### [What is required]
Reproduce each item below line for line, omitting the pictures.

--- Given information ---

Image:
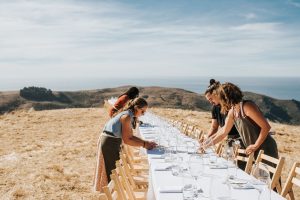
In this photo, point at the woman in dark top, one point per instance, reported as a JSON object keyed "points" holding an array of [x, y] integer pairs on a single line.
{"points": [[218, 119], [248, 119], [130, 94], [118, 129]]}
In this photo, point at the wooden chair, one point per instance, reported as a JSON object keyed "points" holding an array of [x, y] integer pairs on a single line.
{"points": [[183, 127], [198, 134], [133, 154], [291, 181], [103, 196], [189, 130], [112, 190], [137, 178], [131, 192], [274, 166], [135, 168], [249, 159]]}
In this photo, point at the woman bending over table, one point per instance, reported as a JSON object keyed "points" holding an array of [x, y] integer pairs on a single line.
{"points": [[118, 129], [248, 120]]}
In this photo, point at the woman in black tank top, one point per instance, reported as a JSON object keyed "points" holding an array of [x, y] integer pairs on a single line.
{"points": [[247, 118]]}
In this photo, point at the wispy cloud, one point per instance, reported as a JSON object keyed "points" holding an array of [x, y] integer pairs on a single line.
{"points": [[251, 16], [88, 38], [294, 3]]}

---

### [Exercise response]
Image:
In this photo, point at the woman in dark top, one point per instance, reported as a JSON object keyed "points" holding an array of [x, y] integer pairs on a single line.
{"points": [[218, 119], [248, 119], [130, 94], [118, 129]]}
In this photo, point at the wooden chair, one point per instance, reported as a JSON object keyed "points" holding an array of [x, y] integer pairs on a single line.
{"points": [[183, 127], [198, 134], [133, 154], [291, 181], [103, 196], [189, 130], [112, 190], [137, 178], [131, 192], [274, 166], [135, 168], [249, 159]]}
In this photo, point at the woman bending over table, one point per instance, reported as a JSON object keyed "points" holding an array of [x, y] integer pairs on a single line.
{"points": [[118, 129], [248, 120]]}
In this photo, point at the woman in black tank top, one point per instance, reported as a JSON object keyed "points" holding an array of [x, y] integer pairs on a single line.
{"points": [[247, 118]]}
In this photo, point at the wispy cloud, one point per instance, reported as a JSON object keyed "points" holding an array of [x, y] integer pairs on a single line.
{"points": [[251, 16], [88, 38], [294, 3]]}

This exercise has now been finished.